SET EXERCISE
Report every line in the records that contains the string "gift", matching case exactly.

Records taken from a collection
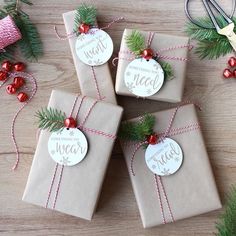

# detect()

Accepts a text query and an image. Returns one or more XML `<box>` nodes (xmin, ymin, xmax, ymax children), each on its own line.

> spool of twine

<box><xmin>0</xmin><ymin>15</ymin><xmax>22</xmax><ymax>50</ymax></box>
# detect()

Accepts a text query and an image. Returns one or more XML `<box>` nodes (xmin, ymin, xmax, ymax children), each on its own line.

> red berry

<box><xmin>142</xmin><ymin>48</ymin><xmax>153</xmax><ymax>60</ymax></box>
<box><xmin>6</xmin><ymin>84</ymin><xmax>16</xmax><ymax>94</ymax></box>
<box><xmin>17</xmin><ymin>92</ymin><xmax>28</xmax><ymax>102</ymax></box>
<box><xmin>0</xmin><ymin>70</ymin><xmax>7</xmax><ymax>81</ymax></box>
<box><xmin>79</xmin><ymin>23</ymin><xmax>90</xmax><ymax>34</ymax></box>
<box><xmin>223</xmin><ymin>69</ymin><xmax>233</xmax><ymax>79</ymax></box>
<box><xmin>64</xmin><ymin>117</ymin><xmax>77</xmax><ymax>128</ymax></box>
<box><xmin>2</xmin><ymin>61</ymin><xmax>12</xmax><ymax>72</ymax></box>
<box><xmin>13</xmin><ymin>77</ymin><xmax>25</xmax><ymax>89</ymax></box>
<box><xmin>233</xmin><ymin>69</ymin><xmax>236</xmax><ymax>78</ymax></box>
<box><xmin>13</xmin><ymin>62</ymin><xmax>25</xmax><ymax>71</ymax></box>
<box><xmin>147</xmin><ymin>134</ymin><xmax>158</xmax><ymax>145</ymax></box>
<box><xmin>228</xmin><ymin>57</ymin><xmax>236</xmax><ymax>67</ymax></box>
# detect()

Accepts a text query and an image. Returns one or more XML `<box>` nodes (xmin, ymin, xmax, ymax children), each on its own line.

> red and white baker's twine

<box><xmin>112</xmin><ymin>32</ymin><xmax>193</xmax><ymax>66</ymax></box>
<box><xmin>0</xmin><ymin>16</ymin><xmax>22</xmax><ymax>52</ymax></box>
<box><xmin>45</xmin><ymin>96</ymin><xmax>116</xmax><ymax>209</ymax></box>
<box><xmin>128</xmin><ymin>101</ymin><xmax>201</xmax><ymax>224</ymax></box>
<box><xmin>54</xmin><ymin>17</ymin><xmax>124</xmax><ymax>100</ymax></box>
<box><xmin>0</xmin><ymin>72</ymin><xmax>38</xmax><ymax>170</ymax></box>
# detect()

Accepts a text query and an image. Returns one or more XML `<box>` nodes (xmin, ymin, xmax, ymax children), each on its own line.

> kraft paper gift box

<box><xmin>122</xmin><ymin>105</ymin><xmax>221</xmax><ymax>228</ymax></box>
<box><xmin>23</xmin><ymin>91</ymin><xmax>123</xmax><ymax>220</ymax></box>
<box><xmin>63</xmin><ymin>11</ymin><xmax>117</xmax><ymax>104</ymax></box>
<box><xmin>115</xmin><ymin>29</ymin><xmax>189</xmax><ymax>103</ymax></box>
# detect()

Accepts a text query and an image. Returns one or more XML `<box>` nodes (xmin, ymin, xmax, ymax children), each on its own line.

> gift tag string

<box><xmin>130</xmin><ymin>101</ymin><xmax>201</xmax><ymax>176</ymax></box>
<box><xmin>0</xmin><ymin>72</ymin><xmax>38</xmax><ymax>170</ymax></box>
<box><xmin>45</xmin><ymin>96</ymin><xmax>116</xmax><ymax>209</ymax></box>
<box><xmin>54</xmin><ymin>17</ymin><xmax>124</xmax><ymax>40</ymax></box>
<box><xmin>126</xmin><ymin>101</ymin><xmax>201</xmax><ymax>224</ymax></box>
<box><xmin>112</xmin><ymin>32</ymin><xmax>193</xmax><ymax>66</ymax></box>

SOLUTION TO THIS PROBLEM
> kraft paper gift box
> gift tag string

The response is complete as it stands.